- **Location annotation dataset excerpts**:
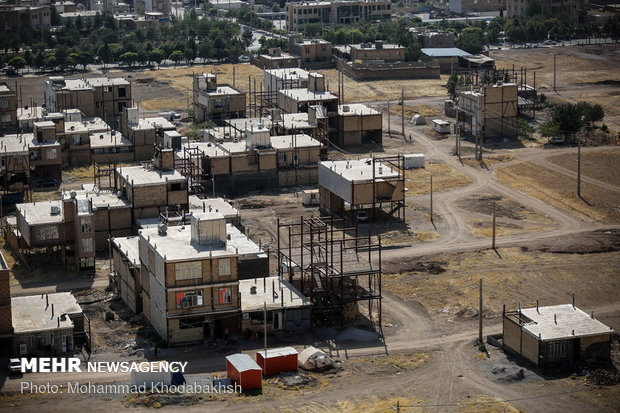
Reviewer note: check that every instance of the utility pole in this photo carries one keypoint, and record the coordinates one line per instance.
(579, 167)
(402, 110)
(265, 335)
(554, 56)
(480, 316)
(389, 122)
(493, 225)
(432, 198)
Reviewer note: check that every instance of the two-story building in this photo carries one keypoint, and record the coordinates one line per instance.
(215, 102)
(190, 288)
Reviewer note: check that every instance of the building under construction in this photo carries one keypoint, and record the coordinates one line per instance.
(332, 266)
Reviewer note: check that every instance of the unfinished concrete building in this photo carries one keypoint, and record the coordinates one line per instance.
(356, 124)
(286, 307)
(126, 258)
(362, 184)
(101, 96)
(332, 266)
(14, 167)
(6, 319)
(189, 279)
(61, 94)
(111, 96)
(216, 102)
(47, 324)
(65, 226)
(557, 335)
(152, 188)
(8, 106)
(144, 133)
(299, 99)
(260, 161)
(488, 111)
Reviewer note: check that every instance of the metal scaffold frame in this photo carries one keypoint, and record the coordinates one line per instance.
(331, 265)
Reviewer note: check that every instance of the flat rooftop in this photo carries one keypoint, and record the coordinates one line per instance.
(286, 295)
(294, 141)
(129, 246)
(359, 170)
(105, 81)
(306, 95)
(32, 313)
(40, 213)
(32, 113)
(444, 52)
(356, 109)
(213, 204)
(289, 73)
(13, 144)
(157, 122)
(101, 199)
(176, 244)
(109, 139)
(143, 176)
(561, 321)
(221, 91)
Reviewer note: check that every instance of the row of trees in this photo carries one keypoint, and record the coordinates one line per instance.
(86, 40)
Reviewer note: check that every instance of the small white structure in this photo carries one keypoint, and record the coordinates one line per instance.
(150, 377)
(310, 197)
(414, 160)
(441, 126)
(418, 120)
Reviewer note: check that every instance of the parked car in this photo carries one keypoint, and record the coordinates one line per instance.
(361, 216)
(48, 183)
(15, 366)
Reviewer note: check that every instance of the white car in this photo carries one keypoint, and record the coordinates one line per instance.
(15, 366)
(361, 216)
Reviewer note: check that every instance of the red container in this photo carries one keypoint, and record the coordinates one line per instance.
(241, 369)
(279, 360)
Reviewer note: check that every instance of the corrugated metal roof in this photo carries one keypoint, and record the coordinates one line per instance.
(563, 321)
(444, 52)
(243, 362)
(278, 352)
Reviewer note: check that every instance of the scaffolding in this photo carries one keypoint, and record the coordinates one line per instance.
(331, 265)
(194, 165)
(103, 172)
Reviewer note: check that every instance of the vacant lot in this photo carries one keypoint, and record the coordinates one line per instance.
(448, 285)
(603, 166)
(445, 178)
(598, 204)
(588, 73)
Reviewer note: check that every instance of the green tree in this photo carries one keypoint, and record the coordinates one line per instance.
(129, 58)
(176, 56)
(18, 63)
(85, 58)
(413, 52)
(471, 40)
(568, 118)
(157, 56)
(451, 85)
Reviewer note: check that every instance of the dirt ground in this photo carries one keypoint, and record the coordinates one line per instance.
(598, 204)
(445, 178)
(587, 73)
(602, 166)
(448, 284)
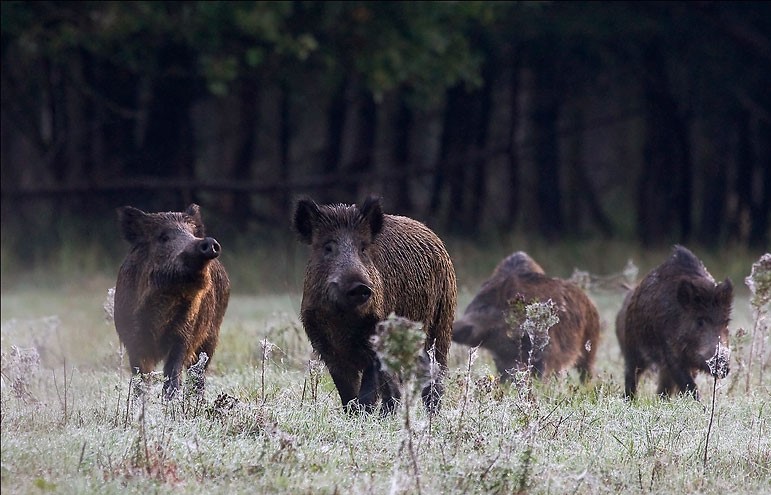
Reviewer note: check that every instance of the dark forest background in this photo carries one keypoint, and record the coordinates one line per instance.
(643, 121)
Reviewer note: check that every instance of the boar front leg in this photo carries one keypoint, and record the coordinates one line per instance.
(172, 370)
(347, 381)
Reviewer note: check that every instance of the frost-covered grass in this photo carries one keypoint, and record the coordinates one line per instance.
(269, 422)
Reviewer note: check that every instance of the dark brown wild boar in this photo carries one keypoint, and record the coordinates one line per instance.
(171, 293)
(673, 320)
(363, 266)
(572, 342)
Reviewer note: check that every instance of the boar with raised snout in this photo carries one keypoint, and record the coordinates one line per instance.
(487, 323)
(673, 320)
(171, 294)
(363, 266)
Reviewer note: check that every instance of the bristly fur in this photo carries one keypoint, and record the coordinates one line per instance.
(573, 340)
(673, 320)
(384, 264)
(172, 292)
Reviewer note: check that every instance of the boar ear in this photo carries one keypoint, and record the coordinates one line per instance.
(305, 214)
(131, 222)
(691, 296)
(724, 295)
(372, 212)
(194, 212)
(685, 293)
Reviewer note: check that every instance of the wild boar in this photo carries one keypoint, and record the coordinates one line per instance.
(363, 266)
(673, 320)
(172, 292)
(487, 321)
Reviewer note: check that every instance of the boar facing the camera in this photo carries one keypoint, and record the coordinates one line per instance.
(363, 266)
(171, 294)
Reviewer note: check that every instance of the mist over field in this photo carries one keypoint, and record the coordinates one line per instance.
(270, 420)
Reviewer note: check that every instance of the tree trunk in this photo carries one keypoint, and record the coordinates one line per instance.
(512, 151)
(481, 123)
(364, 152)
(168, 142)
(285, 142)
(401, 184)
(664, 190)
(336, 117)
(246, 144)
(545, 118)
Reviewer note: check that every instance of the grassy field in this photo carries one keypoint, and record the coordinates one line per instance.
(270, 420)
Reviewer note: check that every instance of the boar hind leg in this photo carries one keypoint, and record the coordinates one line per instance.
(389, 392)
(432, 396)
(370, 384)
(678, 379)
(585, 365)
(199, 378)
(347, 382)
(172, 370)
(631, 376)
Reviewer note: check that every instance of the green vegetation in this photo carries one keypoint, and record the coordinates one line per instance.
(270, 422)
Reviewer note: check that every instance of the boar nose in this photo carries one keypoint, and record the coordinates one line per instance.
(358, 294)
(209, 248)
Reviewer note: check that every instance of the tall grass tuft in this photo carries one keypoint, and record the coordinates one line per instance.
(759, 283)
(718, 366)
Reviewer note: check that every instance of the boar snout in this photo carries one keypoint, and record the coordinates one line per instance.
(209, 248)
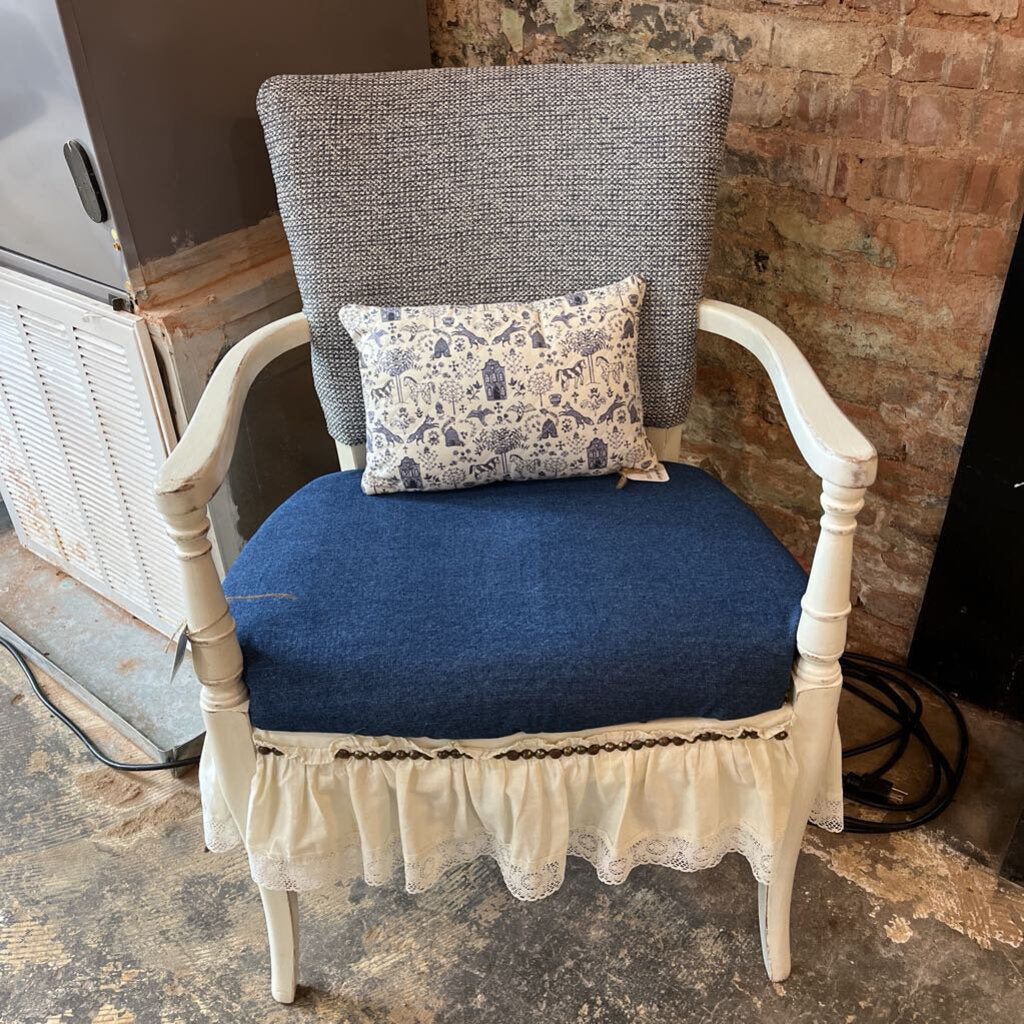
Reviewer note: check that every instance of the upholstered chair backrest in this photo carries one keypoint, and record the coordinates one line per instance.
(480, 184)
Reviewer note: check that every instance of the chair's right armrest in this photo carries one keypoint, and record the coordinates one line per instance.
(195, 470)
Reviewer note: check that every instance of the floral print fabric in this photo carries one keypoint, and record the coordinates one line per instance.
(458, 396)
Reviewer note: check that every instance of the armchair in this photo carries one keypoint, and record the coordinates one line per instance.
(780, 769)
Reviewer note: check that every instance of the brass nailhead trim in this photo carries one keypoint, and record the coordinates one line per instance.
(554, 753)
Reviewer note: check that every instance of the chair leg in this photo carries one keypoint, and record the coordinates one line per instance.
(812, 731)
(282, 912)
(773, 910)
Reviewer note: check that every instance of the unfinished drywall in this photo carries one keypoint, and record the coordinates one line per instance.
(870, 197)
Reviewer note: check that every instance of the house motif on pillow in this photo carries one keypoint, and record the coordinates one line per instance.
(597, 454)
(409, 470)
(494, 381)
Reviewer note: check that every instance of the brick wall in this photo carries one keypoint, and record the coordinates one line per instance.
(870, 196)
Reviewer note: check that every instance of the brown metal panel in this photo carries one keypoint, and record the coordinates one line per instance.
(170, 90)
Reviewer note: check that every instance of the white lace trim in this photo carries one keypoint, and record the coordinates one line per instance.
(219, 833)
(314, 820)
(827, 814)
(524, 882)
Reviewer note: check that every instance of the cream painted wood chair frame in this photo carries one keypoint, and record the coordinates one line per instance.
(830, 444)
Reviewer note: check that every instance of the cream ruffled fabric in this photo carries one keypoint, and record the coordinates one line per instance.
(314, 820)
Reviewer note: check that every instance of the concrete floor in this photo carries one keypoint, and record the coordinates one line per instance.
(112, 913)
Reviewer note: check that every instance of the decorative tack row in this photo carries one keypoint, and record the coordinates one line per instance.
(554, 752)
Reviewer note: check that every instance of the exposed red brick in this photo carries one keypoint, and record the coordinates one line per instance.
(918, 54)
(836, 47)
(935, 181)
(1007, 70)
(861, 114)
(912, 242)
(998, 124)
(871, 183)
(813, 101)
(993, 8)
(982, 250)
(931, 119)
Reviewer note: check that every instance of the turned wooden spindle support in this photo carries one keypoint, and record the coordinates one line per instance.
(817, 681)
(217, 659)
(825, 605)
(216, 655)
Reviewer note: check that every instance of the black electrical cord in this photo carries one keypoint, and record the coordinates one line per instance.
(895, 696)
(80, 732)
(898, 701)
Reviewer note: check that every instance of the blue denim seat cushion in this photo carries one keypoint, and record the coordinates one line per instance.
(545, 606)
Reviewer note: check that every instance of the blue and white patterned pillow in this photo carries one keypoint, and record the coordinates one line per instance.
(462, 395)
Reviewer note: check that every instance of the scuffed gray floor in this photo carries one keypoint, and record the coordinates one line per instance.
(113, 913)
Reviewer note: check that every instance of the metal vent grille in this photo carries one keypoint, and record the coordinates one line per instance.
(83, 431)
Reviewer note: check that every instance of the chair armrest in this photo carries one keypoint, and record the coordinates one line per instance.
(197, 467)
(830, 444)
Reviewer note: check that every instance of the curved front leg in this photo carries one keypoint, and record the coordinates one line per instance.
(217, 659)
(817, 682)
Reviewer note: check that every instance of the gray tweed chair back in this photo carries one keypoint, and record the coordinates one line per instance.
(480, 184)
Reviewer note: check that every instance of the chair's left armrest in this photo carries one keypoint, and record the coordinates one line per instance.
(196, 468)
(830, 444)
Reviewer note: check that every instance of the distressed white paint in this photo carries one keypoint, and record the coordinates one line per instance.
(84, 428)
(830, 444)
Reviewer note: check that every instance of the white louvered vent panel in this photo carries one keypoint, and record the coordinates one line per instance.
(57, 370)
(33, 432)
(85, 430)
(132, 446)
(20, 487)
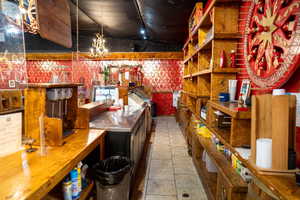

- **EXERCISE AIM**:
Can you reproduce, word for word, the lines from the one containing "Reviewer note: check that every instance of the white louvered" through the end of the entries, both ends included, leaving out the pictures?

- **TASK RESPONSE**:
Reviewer note: check that every instance of the white louvered vent panel in this photo carries one keypoint, and record the coordinates one line per instance.
(57, 370)
(33, 432)
(85, 430)
(132, 446)
(20, 487)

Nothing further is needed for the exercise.